▶ Supplied records:

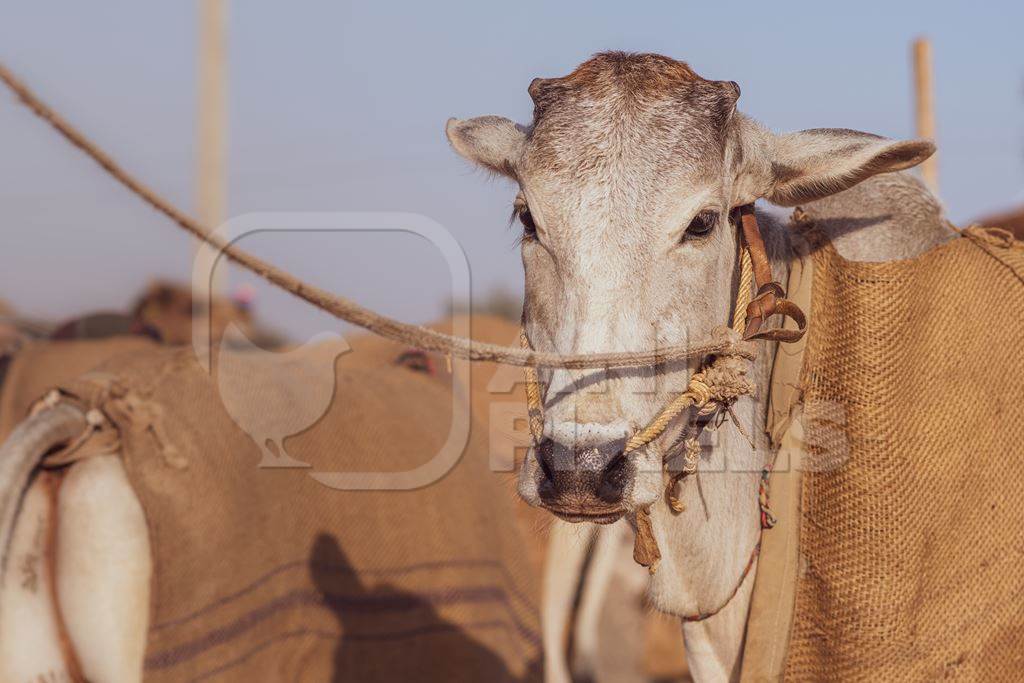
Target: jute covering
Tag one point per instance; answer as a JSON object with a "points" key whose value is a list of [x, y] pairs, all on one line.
{"points": [[911, 536], [264, 573]]}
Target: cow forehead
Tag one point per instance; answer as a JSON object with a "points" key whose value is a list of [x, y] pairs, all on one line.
{"points": [[641, 117]]}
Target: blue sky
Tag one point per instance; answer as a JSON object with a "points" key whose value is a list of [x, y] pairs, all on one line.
{"points": [[340, 105]]}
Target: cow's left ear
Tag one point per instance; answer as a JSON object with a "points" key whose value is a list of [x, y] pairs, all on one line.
{"points": [[808, 165], [811, 164], [491, 141]]}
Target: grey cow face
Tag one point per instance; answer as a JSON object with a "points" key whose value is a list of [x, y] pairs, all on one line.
{"points": [[627, 179]]}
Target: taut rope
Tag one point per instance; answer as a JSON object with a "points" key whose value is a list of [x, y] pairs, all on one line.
{"points": [[345, 309]]}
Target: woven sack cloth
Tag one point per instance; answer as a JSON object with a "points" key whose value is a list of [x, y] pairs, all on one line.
{"points": [[911, 521], [265, 573]]}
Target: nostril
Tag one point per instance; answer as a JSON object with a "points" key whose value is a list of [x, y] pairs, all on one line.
{"points": [[613, 479], [545, 458]]}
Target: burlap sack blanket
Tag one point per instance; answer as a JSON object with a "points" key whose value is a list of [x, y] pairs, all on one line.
{"points": [[910, 515], [267, 574]]}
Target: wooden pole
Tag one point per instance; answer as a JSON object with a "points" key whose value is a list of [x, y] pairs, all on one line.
{"points": [[212, 124], [925, 102]]}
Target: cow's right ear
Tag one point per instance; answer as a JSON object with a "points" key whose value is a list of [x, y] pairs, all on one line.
{"points": [[491, 141]]}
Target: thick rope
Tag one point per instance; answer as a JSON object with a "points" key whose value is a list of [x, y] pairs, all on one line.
{"points": [[345, 309]]}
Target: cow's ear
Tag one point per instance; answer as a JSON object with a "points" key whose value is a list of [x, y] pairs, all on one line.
{"points": [[491, 141], [811, 164]]}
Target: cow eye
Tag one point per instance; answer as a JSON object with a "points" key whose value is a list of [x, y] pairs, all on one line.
{"points": [[701, 224], [526, 218]]}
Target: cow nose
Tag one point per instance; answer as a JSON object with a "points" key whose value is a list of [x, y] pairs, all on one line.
{"points": [[582, 475]]}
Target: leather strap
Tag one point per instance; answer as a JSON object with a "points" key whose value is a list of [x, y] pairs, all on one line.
{"points": [[770, 298]]}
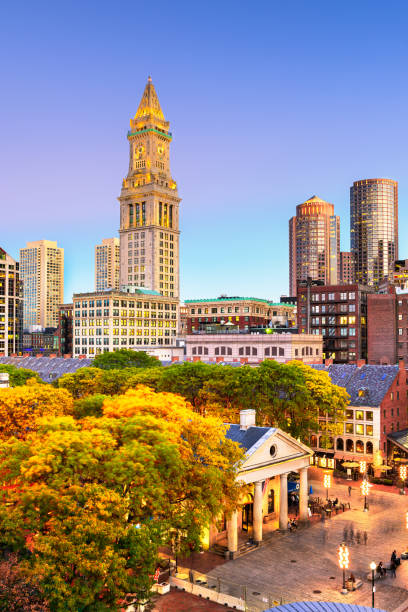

▶ Your task: Restate word for word the entries above, starting at the line with "Target: blue sky" and ending at the line with "Target: taut rope", inclusive, and no others.

▶ Response to the task:
Target: blue sky
Tag one point per instance; answer as a JSON object with a "points" key whose value is a list of [x, y] pairs, all on one line.
{"points": [[340, 105]]}
Target: cow's left ear
Tag one point per instance; answer as a JSON object with a "points" key whose value is a list of [x, y] pairs, all on one line.
{"points": [[808, 165], [811, 164], [491, 141]]}
Target: grey cow face
Tag one point per instance; answer as a JSON object with a "points" key whose value is a list of [x, y] pairs, all on one line.
{"points": [[627, 179]]}
Target: taut rope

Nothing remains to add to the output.